> _WRITTEN REQUEST A_
In the vocabularies documentation, list every template named under the "Templates:" heading.

> _DOCUMENT PASSAGE_
Dangerous Operations:

  • Changing vocabulary id field
  • Changing hierarchy parent (adding/removing/changing)

UI Views

Blueprints:

  • oarepo_vocabularies_ui: main vocabulary UI (search, detail, edit, create)
  • oarepo_vocabulary_type_ui: vocabulary type listing UI

UI Components:

  • VocabularyTypeAndProps: provides vocabulary type metadata to templates
  • DepositVocabularyOptionsComponent: vocabulary selector for deposits

Templates:

  • Search results page with hierarchy breadcrumbs
  • Detail page showing hierarchy position
  • Edit form with parent selector
  • Create form with vocabulary type selection

CLI Commands

# Vocabulary management (extensible)
invenio oarepo vocabularies --help

Configuration Options

# Permission policy factory
VOCABULARIES_PERMISSIONS_POLICY = "path.to.PermissionPolicy"

# Vocabulary type metadata
INVENIO_VOCABULARY_TYPE_METADATA = {
    "languages": {
        "name": {"en": "Languages", "cs": "Jazyky"},
        "description": {"en": "Language vocabulary", "cs": "Slovník jazyků"},
        # ... additional metadata
    }
}

# Custom fields definition
VOCABULARIES_CF = [
    TextCF(name="custom_field_1"),
    # ...
]

# Sort/suggest custom fields
OAREPO_VOCABULARIES_SORT_CF = ["field1", "field2"]
OAREPO_VOCABULARIES_SUGGEST_CF = ["field1"]

# Cache settings for facets
VOCABULARIES_FACET_CACHE_SIZE = 2048
VOCABULARIES_FACET_CACHE_TTL = 60 * 60 * 24  # 24 hours

# Service/resource overrides
OAREPO_VOCABULARY_TYPE_SERVICE = VocabularyTypeService
OAREPO_VOCABULARY_TYPE_SERVICE_CONFIG = VocabularyTypeServiceConfig
OAREPO_VOCABULARY_TYPE_RESOURCE = VocabularyTypeResource
OAREPO_VOCABULARY_TYPE_RESOURCE_CONFIG = VocabularyTypeResourceConfig

API Examples

Create Hierarchical Vocabulary

from invenio_access.permissions import system_identity
from invenio_vocabularies.proxies import current_service as vocab_service

# Create parent
parent = vocab_service.create(
    system_identity,
    {
        "id": "eng",
        "title": {"en": "English"},
        "type": "languages"
    }
)

# Create child
child = vocab_service.create(
    system_identity,
    {
        "id": "eng.US",
        "title": {"en": "English (US)"},
        "hierarchy": {"parent": "eng"},
        "type": "languages"

> _SUPPLIED MATERIAL_
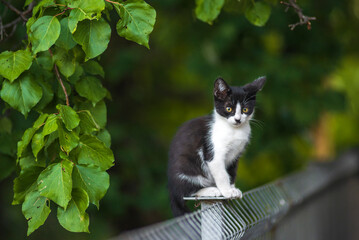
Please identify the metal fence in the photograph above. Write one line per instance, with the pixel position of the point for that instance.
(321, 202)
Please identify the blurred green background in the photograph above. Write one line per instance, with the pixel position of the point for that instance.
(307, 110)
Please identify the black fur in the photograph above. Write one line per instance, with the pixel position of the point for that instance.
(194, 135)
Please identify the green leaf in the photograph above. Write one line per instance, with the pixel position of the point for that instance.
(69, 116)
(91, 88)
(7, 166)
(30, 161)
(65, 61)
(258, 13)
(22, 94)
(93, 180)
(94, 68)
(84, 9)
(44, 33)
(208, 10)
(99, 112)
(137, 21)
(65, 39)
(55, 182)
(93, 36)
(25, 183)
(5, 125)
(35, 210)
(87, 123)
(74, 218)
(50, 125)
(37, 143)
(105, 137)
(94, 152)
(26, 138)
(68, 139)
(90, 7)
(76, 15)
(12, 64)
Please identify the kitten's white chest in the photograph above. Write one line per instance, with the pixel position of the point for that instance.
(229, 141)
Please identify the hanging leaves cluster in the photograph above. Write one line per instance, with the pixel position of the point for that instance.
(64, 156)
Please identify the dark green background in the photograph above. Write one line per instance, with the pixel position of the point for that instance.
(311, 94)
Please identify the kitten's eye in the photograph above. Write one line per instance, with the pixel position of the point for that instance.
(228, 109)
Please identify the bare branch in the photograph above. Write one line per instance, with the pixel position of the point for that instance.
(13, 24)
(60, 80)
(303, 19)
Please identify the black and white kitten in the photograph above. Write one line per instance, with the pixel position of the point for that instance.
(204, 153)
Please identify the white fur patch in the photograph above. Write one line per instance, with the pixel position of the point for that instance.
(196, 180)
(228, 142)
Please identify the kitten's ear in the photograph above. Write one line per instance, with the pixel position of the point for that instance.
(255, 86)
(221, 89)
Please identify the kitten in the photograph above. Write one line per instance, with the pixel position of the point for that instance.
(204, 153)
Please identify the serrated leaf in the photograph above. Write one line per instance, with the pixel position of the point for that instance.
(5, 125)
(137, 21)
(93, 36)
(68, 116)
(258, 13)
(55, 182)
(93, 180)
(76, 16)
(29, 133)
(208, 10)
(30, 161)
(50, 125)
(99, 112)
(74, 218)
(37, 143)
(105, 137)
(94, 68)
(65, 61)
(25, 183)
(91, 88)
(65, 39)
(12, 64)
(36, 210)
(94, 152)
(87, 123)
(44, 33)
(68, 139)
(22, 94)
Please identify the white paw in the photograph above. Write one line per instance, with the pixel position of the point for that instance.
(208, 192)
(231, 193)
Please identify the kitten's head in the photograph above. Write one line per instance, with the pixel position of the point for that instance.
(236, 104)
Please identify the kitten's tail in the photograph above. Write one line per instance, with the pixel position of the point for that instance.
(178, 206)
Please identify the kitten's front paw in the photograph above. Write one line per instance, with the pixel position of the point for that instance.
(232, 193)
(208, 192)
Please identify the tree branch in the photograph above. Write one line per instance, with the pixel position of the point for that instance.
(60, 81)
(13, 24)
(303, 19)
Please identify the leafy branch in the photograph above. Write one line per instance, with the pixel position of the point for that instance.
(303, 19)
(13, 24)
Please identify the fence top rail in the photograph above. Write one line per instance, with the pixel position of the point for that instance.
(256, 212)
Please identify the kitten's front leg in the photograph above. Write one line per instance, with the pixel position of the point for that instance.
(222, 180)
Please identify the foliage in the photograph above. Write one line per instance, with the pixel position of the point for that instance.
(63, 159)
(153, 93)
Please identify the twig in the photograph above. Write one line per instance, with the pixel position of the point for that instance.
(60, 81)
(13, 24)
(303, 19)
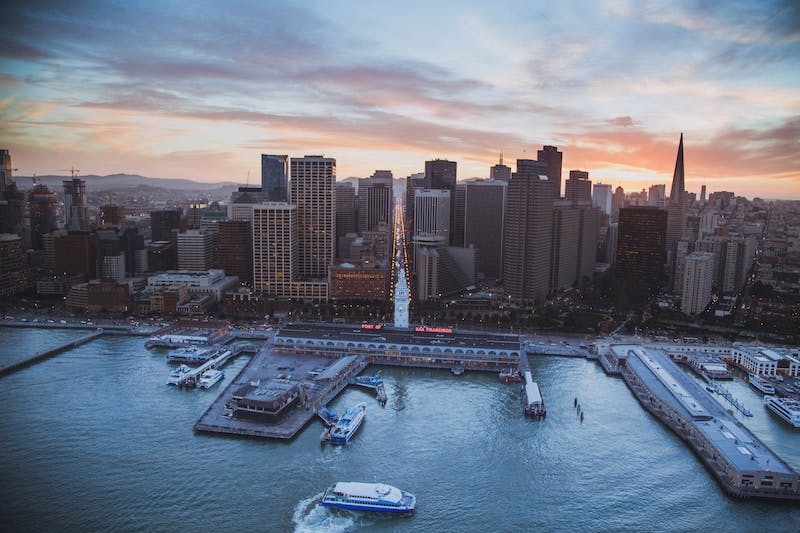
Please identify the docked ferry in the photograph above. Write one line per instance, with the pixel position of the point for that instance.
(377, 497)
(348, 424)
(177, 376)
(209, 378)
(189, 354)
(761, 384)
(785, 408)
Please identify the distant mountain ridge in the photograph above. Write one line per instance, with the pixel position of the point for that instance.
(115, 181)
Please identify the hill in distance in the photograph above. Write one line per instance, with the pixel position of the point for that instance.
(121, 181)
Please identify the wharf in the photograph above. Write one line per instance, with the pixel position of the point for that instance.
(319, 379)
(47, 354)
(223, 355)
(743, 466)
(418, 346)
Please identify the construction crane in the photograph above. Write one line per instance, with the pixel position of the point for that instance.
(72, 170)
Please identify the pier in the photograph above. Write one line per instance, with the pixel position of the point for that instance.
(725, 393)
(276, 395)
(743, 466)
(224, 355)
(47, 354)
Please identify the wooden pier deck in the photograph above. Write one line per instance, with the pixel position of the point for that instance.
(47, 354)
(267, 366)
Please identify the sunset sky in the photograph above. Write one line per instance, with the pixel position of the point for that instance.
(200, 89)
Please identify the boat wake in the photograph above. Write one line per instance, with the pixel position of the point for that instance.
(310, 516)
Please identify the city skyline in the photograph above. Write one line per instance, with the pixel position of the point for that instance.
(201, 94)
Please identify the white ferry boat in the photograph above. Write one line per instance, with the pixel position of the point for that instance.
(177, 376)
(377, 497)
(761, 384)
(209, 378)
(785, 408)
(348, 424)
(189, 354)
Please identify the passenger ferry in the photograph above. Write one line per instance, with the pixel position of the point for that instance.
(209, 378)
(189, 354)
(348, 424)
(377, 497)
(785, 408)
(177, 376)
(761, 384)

> _WRITTEN REQUEST B_
Render the stretch of the listing from the line containing "Please identify the sunset" through the last line of the listing as a Markdown table with the columns Number and Record line, skipping any blank lines.

> _TASK RESULT A_
- Search results page with hierarchy breadcrumbs
- Detail page showing hierarchy position
- Edit form with parent selector
- Create form with vocabulary type selection

> _TASK RESULT B_
| Number | Record line |
|---|---|
| 1 | Please identify the sunset sky in the photograph above. Write one line per instance, with the pixel position of the point for that instance. |
| 2 | (200, 89) |
| 3 | Please identify the boat wake in the photograph above. Write one line per instance, with the pixel position of the point for that instance. |
| 4 | (310, 516) |
| 5 | Please identify the city skyline in the photograph above. Write one line per instance, with the pixel position of the point for that instance. |
| 6 | (201, 94) |
| 7 | Please identify the white ferry boat in the photograph above. Write one line per instance, with the pixel position of the point for that instance. |
| 8 | (177, 376) |
| 9 | (377, 497) |
| 10 | (761, 384) |
| 11 | (209, 378) |
| 12 | (785, 408) |
| 13 | (348, 424) |
| 14 | (189, 354) |
| 15 | Please identify the passenger ferry in the photograph above. Write one line per instance, with the pixel position of the point for that instance. |
| 16 | (209, 378) |
| 17 | (189, 354) |
| 18 | (348, 424) |
| 19 | (377, 497) |
| 20 | (785, 408) |
| 21 | (177, 376) |
| 22 | (761, 384) |